_Work request A_:
Copy out the part of the passage on gut phages between "However, megaphages give" and "a living organism.", inclusive.
_Work request B_:
According to the passage on gut phages, why does the close association between crAssphage and humans remain unexplained? Answer in one to three sentences.
_Work request C_:
Using the passage on gut phages, answer these questions:
(i) Which bacterial genus is thought to host the Lak phage?
(ii) Up to what share of the total DNA in a pig stool sample comes from the Lak phage?
(iii) In what portion of the analyzed samples did the researchers find crAssphage?

_Text under study_:
____

However, megaphages give researchers a headache. Although most phages are much smaller than the bacteria they infect, the Lak megaphage (with Frank Møller Aarestrup also participating in its recent discovery) is larger than the smallest bacteria and thus difficult to classify as anything other than a living organism.

More phages than bacteria

Bacteria of the Prevotella genus are thought to be the hosts of the Lak phage, and Bacteroides for crAssphage. The dominance of Bacteroides in the gut is generally associated with negative health effects among humans, whereas Prevotella is linked to positive effects.

Prevotella helps people digest stubborn plant material and promotes health.

“For example, when we analyse the total DNA in a stool sample from a pig, up to 2% is from the Lak phage. This is a large amount of DNA and almost as much as the amount of Prevotella DNA. This is sort of like having almost as many lions as wildebeest on the savannah, which makes no sense. All this indicates that that we do not yet fully understand these megaphages. Maybe they have other hosts, or their biology differs from what we think it is,” explains Frank Møller Aarestrup.

Phages have coevolved with primates for millions of years

The researchers collected stool samples from around the world and analysed the DNA in them. By studying the relationship between the concentrations of specific parts of the genome in the numerous samples, the researchers can pool the genetic materials into groups that comprise whole genomes.

The researchers used this method to identify the huge crAssphage genome and subsequently prove in the laboratory that it was really just one type of phage.

The researchers found the phage in more than half the samples they analysed. The sequences came from more than one third of the world’s countries and from all continents.

In addition, researchers have also found crAssphage-like sequences among primates, suggesting that the guts of humans and other primates have been home to these phages for millions of years.

The strong association with humans can be an inherent headache for researchers.

“CrAssphage appears to be more associated with people than with Bacteroides. CrAssphage has coevolved closely with humans, similarly to herpesvirus and to bacteria of the Helicobacter genus. However, the phage does not infect us, which makes the association unexplained. It is tempting to think that crAssphage does not infect Bacteroides but infects something else and is transmitted from mother to child, but many unanswered questions remain, and we do not yet understand this,” says Frank Møller Aarestrup.

____

_Data shown_:
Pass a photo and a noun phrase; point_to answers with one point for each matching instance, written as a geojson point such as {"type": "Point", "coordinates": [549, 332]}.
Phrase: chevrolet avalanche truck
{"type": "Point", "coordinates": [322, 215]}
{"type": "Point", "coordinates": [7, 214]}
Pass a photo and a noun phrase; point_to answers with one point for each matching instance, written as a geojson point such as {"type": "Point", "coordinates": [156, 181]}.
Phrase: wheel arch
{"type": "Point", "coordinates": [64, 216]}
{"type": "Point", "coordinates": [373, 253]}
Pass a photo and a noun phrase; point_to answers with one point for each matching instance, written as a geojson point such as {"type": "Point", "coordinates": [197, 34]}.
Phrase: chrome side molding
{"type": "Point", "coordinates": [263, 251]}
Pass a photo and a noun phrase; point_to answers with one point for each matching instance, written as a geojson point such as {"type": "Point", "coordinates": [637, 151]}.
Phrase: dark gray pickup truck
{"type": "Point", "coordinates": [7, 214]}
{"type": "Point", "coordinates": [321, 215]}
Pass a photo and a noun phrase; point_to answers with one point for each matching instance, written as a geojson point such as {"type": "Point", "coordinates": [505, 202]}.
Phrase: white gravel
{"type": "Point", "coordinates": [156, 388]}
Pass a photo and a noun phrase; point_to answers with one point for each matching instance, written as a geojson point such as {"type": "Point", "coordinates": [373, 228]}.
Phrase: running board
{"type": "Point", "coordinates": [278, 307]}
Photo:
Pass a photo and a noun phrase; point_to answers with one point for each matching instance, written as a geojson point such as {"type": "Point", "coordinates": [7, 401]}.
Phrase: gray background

____

_Solution A_:
However, megaphages give researchers a headache. Although most phages are much smaller than the bacteria they infect, the Lak megaphage (with Frank Møller Aarestrup also participating in its recent discovery) is larger than the smallest bacteria and thus difficult to classify as anything other than a living organism.

_Solution B_:
CrAssphage has coevolved closely with humans, much like herpesvirus and Helicobacter bacteria. However, the phage does not infect people, so the reason for the association remains unclear.

_Solution C_:
(i) Prevotella
(ii) Up to 2%
(iii) More than half